Reading text =

▶

Aromatic rice is one of the major types of rice. It is a medium- to long-grained rice. It is known for its nutty aroma and taste, which is caused by the chemical compound 2-acetyl-1-pyrroline. Varieties of aromatic rice include Ambemohar, Basmati, Jasmine, Radhunipagal, Sona Masuri, Tulaipanji, Tulshimala, Wehani, Kalijira, Kala Namak Kalanamak rice , Chinigura, Gobindobhog, Kali Mooch and wild Pecan rice. When cooked, the grains have a light and fluffy texture except for Gobindobhog rice which is sticky in texture.

Aromatic rice produces more 2-acetyl-1-pyrroline than usual due to a loss-of-function mutation in the BADH2 gene. The BADH2 mutation can be transferred by conventional breeding; it is a recessive trait. Gene editing can be used to induce a similar mutation in ordinary rice, turning them aromatic without affecting other traits.

◀

Stored data =
▶

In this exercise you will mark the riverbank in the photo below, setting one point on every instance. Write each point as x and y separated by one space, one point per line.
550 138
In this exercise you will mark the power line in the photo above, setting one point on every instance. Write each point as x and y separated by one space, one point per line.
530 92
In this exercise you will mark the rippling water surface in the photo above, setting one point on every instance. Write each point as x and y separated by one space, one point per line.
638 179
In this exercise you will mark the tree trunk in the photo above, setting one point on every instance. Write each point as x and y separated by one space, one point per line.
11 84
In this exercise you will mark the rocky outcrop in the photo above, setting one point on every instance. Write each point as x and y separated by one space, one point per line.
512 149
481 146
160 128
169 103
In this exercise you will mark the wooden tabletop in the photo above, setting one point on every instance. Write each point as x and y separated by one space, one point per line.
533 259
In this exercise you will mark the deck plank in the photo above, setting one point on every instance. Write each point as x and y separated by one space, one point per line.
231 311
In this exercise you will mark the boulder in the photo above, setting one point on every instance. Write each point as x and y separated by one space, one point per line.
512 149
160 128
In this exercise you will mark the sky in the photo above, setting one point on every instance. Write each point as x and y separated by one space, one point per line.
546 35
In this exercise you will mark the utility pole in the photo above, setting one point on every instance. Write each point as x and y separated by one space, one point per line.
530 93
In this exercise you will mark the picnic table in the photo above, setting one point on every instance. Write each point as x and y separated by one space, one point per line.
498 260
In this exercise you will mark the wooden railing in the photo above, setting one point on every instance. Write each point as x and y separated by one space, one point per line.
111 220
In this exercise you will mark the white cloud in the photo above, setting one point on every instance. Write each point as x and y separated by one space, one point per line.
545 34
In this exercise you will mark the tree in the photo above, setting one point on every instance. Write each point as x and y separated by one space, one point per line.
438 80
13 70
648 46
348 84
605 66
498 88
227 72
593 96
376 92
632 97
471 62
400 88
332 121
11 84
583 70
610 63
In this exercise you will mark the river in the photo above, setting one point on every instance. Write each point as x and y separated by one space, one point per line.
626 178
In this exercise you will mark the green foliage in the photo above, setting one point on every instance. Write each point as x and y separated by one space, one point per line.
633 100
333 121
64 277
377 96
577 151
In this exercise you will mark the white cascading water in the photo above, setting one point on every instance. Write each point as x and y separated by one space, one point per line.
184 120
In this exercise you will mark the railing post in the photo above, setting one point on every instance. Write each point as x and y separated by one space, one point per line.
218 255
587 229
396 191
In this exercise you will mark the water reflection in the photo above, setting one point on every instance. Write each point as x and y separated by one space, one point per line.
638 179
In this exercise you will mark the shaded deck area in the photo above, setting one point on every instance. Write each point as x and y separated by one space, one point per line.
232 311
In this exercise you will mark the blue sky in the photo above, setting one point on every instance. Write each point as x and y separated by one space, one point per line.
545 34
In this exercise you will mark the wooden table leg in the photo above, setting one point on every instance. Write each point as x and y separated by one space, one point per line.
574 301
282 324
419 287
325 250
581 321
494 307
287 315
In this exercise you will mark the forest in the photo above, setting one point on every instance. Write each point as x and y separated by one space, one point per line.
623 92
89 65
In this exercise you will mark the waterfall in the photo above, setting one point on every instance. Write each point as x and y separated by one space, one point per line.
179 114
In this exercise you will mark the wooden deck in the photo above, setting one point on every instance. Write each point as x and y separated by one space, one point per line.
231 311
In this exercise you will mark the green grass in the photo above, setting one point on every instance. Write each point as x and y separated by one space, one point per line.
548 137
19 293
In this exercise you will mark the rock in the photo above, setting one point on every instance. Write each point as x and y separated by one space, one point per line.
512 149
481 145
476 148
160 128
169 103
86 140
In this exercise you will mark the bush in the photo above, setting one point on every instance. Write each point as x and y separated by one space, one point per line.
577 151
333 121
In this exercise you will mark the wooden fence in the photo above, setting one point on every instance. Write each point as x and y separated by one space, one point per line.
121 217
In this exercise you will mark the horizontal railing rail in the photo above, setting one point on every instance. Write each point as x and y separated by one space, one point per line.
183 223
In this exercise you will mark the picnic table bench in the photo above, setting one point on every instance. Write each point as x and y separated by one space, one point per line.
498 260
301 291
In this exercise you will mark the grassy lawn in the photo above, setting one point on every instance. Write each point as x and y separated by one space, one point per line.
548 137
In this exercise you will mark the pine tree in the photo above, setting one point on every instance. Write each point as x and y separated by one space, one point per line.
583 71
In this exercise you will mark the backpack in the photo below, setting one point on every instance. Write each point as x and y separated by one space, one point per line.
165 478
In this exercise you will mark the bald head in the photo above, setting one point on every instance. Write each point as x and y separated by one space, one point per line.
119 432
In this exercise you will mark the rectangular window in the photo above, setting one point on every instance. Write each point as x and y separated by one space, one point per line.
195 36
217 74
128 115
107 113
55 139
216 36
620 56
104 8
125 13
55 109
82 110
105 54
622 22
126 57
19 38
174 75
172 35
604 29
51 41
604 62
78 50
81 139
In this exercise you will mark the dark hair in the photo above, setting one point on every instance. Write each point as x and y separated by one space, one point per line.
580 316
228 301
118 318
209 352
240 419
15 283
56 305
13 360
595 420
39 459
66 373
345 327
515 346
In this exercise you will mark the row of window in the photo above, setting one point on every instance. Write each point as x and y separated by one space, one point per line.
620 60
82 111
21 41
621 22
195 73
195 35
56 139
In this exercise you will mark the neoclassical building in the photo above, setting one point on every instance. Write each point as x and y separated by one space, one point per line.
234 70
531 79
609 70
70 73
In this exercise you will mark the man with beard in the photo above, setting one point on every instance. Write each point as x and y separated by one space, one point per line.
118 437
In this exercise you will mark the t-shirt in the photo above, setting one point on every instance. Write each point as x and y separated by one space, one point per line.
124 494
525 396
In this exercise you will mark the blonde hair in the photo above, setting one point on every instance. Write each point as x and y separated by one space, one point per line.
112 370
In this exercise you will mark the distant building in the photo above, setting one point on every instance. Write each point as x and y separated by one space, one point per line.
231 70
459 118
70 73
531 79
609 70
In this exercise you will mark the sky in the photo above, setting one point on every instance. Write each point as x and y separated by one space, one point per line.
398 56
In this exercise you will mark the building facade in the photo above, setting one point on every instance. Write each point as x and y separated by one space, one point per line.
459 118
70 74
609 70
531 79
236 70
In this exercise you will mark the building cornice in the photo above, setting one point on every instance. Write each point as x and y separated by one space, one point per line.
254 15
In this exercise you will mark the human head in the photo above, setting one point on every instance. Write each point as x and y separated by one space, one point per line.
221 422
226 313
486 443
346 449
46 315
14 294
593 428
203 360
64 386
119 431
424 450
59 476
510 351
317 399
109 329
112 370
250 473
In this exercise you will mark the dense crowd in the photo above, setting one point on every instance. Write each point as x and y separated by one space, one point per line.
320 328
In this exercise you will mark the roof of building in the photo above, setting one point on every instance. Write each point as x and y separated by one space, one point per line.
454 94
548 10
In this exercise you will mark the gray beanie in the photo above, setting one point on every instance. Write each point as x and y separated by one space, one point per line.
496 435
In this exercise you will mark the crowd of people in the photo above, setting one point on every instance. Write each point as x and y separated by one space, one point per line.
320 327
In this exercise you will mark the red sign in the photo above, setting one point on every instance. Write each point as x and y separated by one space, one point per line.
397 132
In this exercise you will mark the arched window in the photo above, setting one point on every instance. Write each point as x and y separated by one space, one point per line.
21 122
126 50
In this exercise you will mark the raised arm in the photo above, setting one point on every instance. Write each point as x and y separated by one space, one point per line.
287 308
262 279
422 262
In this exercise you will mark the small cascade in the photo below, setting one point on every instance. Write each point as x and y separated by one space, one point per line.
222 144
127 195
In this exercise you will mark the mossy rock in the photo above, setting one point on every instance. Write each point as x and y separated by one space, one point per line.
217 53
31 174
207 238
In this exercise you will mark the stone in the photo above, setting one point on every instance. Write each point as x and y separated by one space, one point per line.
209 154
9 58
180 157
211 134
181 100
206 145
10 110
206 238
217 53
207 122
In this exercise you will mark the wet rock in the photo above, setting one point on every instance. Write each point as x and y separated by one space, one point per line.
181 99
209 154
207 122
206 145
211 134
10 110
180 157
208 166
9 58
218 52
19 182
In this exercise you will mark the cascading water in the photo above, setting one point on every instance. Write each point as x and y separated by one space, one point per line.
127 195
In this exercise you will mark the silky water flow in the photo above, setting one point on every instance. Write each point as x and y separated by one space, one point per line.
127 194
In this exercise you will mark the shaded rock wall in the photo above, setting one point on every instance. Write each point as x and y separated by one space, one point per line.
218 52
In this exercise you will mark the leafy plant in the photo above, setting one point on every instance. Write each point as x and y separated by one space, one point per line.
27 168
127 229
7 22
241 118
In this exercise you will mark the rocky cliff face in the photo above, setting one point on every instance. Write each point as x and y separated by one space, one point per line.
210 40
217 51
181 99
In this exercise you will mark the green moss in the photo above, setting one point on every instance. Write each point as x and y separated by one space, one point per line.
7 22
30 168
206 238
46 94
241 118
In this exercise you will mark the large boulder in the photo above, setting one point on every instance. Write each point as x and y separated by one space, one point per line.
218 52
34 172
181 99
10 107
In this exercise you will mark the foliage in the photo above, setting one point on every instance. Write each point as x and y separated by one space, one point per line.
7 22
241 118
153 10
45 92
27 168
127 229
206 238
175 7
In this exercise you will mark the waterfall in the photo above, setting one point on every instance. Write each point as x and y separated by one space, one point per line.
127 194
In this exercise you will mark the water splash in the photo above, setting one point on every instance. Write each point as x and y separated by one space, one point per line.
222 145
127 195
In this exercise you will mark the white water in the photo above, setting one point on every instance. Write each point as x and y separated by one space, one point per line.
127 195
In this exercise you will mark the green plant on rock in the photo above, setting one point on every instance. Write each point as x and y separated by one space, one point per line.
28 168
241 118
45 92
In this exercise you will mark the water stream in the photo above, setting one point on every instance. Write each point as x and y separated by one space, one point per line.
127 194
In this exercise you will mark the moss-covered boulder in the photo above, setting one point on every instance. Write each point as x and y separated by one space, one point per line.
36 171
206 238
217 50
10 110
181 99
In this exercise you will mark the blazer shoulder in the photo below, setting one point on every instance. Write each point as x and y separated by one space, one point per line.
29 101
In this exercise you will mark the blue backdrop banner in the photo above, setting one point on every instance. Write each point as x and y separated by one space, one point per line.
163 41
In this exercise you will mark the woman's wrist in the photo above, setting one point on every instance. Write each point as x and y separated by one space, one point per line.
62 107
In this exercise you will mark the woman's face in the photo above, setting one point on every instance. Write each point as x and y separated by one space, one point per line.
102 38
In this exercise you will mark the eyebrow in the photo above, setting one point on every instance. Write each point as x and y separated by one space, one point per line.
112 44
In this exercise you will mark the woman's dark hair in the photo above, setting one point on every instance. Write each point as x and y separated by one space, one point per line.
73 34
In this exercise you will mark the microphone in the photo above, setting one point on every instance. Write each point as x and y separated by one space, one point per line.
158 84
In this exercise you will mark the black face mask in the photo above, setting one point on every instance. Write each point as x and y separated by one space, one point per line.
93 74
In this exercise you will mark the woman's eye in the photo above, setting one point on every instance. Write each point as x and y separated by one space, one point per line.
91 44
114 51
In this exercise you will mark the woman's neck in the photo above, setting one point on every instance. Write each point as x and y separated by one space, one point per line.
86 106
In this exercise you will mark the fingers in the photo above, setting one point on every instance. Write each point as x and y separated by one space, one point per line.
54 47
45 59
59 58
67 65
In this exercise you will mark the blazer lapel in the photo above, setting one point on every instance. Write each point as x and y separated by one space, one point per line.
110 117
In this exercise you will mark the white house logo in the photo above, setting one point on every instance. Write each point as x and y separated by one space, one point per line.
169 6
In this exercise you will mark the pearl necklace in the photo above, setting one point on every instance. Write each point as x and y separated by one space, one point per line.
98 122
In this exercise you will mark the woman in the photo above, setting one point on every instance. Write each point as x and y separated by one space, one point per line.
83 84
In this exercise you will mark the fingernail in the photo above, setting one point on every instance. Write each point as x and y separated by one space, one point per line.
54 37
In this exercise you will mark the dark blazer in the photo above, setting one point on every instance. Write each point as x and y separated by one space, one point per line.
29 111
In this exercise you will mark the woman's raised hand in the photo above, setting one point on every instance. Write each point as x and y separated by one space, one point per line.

◀

Work instruction =
How would the passage on aromatic rice above continue? Write the next part, starting right after its last sentence.

Response area =
The aromatic cultivar group originated in the Indian subcontinent about 2400-4000 years ago, from an admixture of the newly-introduced japonica rice (carrying the BADH2 mutation) and the local aus rice. Not all members of the cultivar group are fragrant. The aromatic group is considered part of the japonica subspecies.